start

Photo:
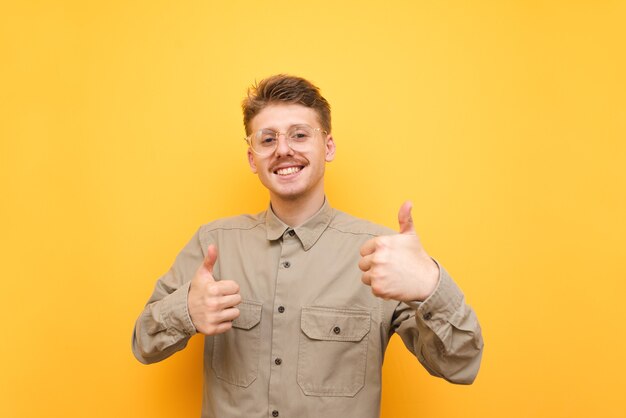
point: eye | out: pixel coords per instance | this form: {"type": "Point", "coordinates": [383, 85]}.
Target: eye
{"type": "Point", "coordinates": [301, 134]}
{"type": "Point", "coordinates": [266, 138]}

end

Return every line of the records above word for word, leaving out the pictures.

Photo:
point: eye | out: pixel coords per instance | this form: {"type": "Point", "coordinates": [383, 85]}.
Target: eye
{"type": "Point", "coordinates": [301, 134]}
{"type": "Point", "coordinates": [266, 138]}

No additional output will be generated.